(What you have to do):
Please give the records below back in full, exactly as shown.

[Referring expression data]
+++++
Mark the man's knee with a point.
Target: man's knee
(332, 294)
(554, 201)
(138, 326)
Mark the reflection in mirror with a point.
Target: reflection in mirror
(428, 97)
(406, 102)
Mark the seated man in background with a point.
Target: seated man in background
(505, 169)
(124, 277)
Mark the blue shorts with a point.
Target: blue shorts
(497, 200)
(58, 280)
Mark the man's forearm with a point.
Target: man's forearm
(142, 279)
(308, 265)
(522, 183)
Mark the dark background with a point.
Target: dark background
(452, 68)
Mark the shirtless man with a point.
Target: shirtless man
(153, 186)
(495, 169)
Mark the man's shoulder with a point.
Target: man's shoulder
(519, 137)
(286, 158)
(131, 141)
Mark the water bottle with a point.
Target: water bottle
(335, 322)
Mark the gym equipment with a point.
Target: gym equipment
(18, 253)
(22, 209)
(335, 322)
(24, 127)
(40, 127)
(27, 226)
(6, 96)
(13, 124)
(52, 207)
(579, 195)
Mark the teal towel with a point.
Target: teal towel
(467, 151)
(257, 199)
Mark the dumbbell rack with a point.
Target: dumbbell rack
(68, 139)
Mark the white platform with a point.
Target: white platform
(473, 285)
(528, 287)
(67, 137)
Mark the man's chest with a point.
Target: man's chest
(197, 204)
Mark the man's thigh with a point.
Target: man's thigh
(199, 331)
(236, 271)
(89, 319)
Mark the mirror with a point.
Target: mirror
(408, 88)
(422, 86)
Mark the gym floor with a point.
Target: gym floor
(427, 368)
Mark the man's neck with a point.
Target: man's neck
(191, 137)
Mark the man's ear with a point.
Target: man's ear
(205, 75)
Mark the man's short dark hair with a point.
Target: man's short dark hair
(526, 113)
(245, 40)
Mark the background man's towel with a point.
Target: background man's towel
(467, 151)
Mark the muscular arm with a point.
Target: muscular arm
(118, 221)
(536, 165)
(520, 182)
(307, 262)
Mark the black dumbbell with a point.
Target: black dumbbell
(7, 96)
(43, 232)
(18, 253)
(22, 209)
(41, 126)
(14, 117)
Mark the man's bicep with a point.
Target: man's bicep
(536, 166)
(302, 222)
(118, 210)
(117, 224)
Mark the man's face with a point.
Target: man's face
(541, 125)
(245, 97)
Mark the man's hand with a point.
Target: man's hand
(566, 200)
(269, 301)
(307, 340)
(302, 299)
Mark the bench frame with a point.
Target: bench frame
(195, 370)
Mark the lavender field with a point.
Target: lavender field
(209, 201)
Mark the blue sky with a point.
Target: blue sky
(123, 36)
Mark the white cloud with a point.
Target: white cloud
+++++
(Response):
Mark the man's knee with a point.
Target: man's knee
(332, 294)
(554, 201)
(138, 326)
Mark the reflection in mirror with a point.
Target: reflection in mirror
(428, 97)
(406, 102)
Mark the seated man in background with a point.
Target: seated man in background
(505, 169)
(124, 277)
Mark the blue shorts with a point.
Target: blue shorts
(497, 200)
(58, 280)
Mark the man's forearm with a point.
Target: man's forearm
(142, 279)
(308, 265)
(522, 183)
Mark the dark background with a point.
Target: dark background
(452, 68)
Mark the shirtless man with a point.
Target: shirtless man
(153, 186)
(495, 169)
Mark the man's shoulder with a point.
Target: man's shoulder
(519, 137)
(286, 158)
(131, 141)
Mark the water bottle with a point.
Target: water bottle
(335, 322)
Mark the gym equipment with a point.
Target: gym equipment
(18, 253)
(22, 209)
(335, 322)
(24, 127)
(40, 127)
(27, 226)
(6, 96)
(13, 124)
(52, 207)
(579, 195)
Mark the teal towel with a point.
Target: teal towel
(467, 151)
(257, 199)
Mark the dumbbell rack with a point.
Target: dumbbell rack
(68, 139)
Mark the white platform with a point.
Target: white platform
(473, 285)
(528, 287)
(67, 137)
Mark the man's chest with a point.
Target: man's chest
(197, 204)
Mark the man's thigh with a point.
Target: man's thigh
(199, 331)
(236, 271)
(89, 319)
Mark the mirror with a point.
Target: mirror
(408, 88)
(422, 86)
Mark the gym floor with a point.
Target: gym floor
(427, 368)
Mark the man's neck with a point.
Target: man's neck
(191, 137)
Mark the man's ear with a point.
Target: man's ear
(205, 75)
Mark the man's short dark hair with a point.
Target: man's short dark hair
(526, 113)
(245, 40)
Mark the background man's towel with a point.
Target: background man's towel
(467, 151)
Mark the muscular arm with a point.
Target: muscular arm
(118, 221)
(536, 165)
(520, 182)
(307, 262)
Mark the black dumbbell with a point.
Target: black dumbbell
(7, 96)
(43, 232)
(18, 253)
(22, 209)
(41, 126)
(14, 117)
Mark the man's bicep with a point.
Target: man's bicep
(536, 166)
(302, 222)
(118, 210)
(117, 224)
Mark the man's face with a point.
Target: man's face
(541, 125)
(245, 97)
Mark the man's hand with a point.
Target: man's hand
(566, 200)
(269, 301)
(307, 340)
(302, 299)
Mark the bench frame with a point.
Target: bench frame
(195, 370)
Mark the lavender field with a point.
Target: lavender field
(209, 201)
Mark the blue sky with a point.
Target: blue sky
(123, 36)
Mark the white cloud with a point.
Target: white cloud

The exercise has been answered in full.